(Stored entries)

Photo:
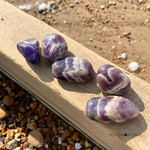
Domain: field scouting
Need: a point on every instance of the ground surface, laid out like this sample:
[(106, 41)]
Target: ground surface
[(109, 32)]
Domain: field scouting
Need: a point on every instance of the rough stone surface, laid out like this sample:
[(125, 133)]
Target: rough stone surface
[(111, 109), (73, 69), (36, 138), (3, 112), (30, 50), (12, 144), (54, 47), (112, 81)]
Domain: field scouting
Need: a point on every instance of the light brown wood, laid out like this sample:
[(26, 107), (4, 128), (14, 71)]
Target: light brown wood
[(69, 99)]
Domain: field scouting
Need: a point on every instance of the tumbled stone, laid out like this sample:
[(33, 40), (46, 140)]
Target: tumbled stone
[(54, 47), (112, 81), (111, 109), (8, 100), (3, 112), (12, 144), (30, 50), (73, 69), (65, 134), (32, 125), (36, 138)]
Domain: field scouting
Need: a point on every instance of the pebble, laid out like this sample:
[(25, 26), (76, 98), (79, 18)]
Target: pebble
[(65, 134), (78, 146), (133, 66), (8, 100), (124, 56), (36, 138), (32, 125), (103, 6), (51, 3), (3, 112), (71, 5), (1, 145), (59, 140), (12, 144), (42, 7)]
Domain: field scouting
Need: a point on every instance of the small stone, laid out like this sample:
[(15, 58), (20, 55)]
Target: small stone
[(88, 145), (46, 146), (124, 56), (133, 66), (78, 146), (65, 134), (1, 145), (75, 136), (103, 6), (30, 50), (36, 138), (71, 5), (33, 105), (69, 69), (32, 125), (17, 148), (17, 135), (8, 100), (25, 145), (42, 7), (59, 140), (12, 144), (54, 47), (3, 112), (95, 148), (51, 3), (70, 147)]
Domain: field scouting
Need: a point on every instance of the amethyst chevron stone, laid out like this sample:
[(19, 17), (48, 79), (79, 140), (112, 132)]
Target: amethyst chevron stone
[(111, 109), (112, 81), (54, 47), (30, 50), (73, 69)]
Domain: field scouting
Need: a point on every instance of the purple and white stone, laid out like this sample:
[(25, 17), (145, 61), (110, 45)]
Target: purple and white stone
[(30, 50), (112, 81), (111, 109), (73, 69), (54, 47)]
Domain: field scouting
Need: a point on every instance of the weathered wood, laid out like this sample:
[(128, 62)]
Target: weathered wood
[(69, 99)]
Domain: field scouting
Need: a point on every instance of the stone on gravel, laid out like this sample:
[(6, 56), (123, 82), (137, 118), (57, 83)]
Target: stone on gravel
[(3, 112), (32, 125), (12, 144), (36, 138), (8, 100)]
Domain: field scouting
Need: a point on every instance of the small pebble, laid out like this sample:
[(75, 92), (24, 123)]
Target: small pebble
[(124, 56), (3, 112), (71, 5), (59, 140), (78, 146), (42, 7), (32, 125), (65, 134), (133, 66), (12, 144)]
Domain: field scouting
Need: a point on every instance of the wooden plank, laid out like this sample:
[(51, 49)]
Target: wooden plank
[(69, 99)]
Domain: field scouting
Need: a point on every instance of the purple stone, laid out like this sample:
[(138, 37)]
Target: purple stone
[(111, 109), (73, 69), (112, 81), (54, 47), (30, 50)]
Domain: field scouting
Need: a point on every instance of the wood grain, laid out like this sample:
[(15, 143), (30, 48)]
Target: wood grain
[(68, 100)]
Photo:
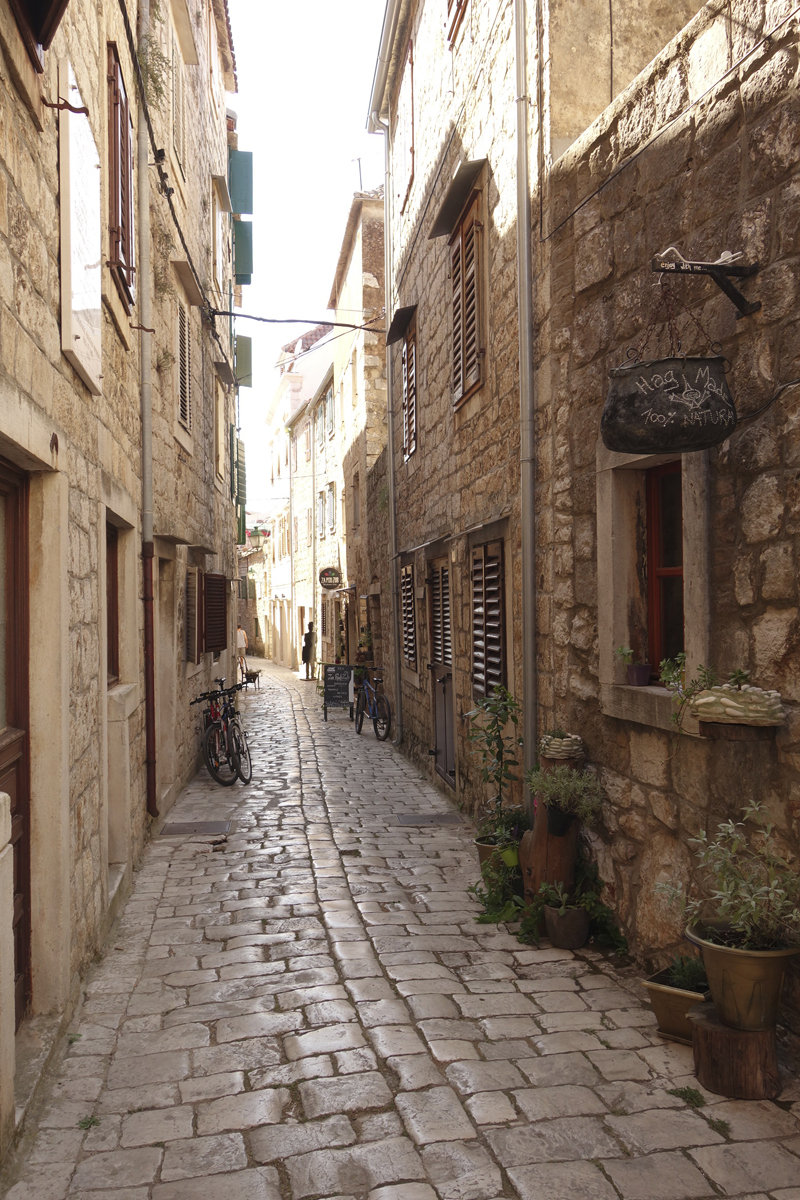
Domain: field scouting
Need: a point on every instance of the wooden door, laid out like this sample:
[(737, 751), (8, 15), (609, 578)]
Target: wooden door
[(441, 671), (14, 762)]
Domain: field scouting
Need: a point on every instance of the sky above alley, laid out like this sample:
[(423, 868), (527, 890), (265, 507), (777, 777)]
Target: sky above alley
[(305, 72)]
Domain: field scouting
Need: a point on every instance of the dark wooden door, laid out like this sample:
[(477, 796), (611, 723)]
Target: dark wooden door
[(14, 765), (441, 671)]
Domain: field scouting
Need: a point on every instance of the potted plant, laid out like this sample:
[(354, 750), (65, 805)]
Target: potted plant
[(494, 738), (561, 745), (638, 673), (673, 991), (567, 796), (747, 924)]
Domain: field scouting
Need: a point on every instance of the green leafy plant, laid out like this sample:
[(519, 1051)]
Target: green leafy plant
[(578, 792), (585, 894), (751, 889), (690, 1095), (687, 972), (672, 673)]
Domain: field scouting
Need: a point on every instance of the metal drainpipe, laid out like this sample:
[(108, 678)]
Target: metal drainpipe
[(527, 397), (145, 355), (390, 433)]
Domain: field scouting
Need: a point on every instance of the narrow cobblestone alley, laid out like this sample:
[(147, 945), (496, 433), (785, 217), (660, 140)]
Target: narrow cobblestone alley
[(306, 1008)]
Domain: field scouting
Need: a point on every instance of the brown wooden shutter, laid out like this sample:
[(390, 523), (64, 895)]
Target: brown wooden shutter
[(409, 393), (464, 261), (409, 622), (215, 612), (440, 627), (488, 618), (192, 613)]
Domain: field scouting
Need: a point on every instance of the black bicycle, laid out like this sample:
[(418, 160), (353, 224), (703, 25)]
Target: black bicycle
[(224, 743), (376, 707)]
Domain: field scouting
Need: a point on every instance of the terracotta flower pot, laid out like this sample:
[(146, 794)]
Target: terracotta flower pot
[(671, 1006), (567, 930), (745, 984)]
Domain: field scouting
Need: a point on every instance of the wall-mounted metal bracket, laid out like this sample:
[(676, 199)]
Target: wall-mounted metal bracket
[(719, 273)]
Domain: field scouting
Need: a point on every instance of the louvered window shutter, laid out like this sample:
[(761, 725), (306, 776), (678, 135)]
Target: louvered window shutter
[(192, 612), (465, 306), (215, 612), (184, 367), (488, 619), (409, 622), (409, 394)]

→ **Your instructions**
Pull out every line of the entries above that contains the string "light". Matching is case-sensitive.

→ **Answer below**
Need: a point on every instance of the light brown wood, laid out like this sample:
Target: light brown wood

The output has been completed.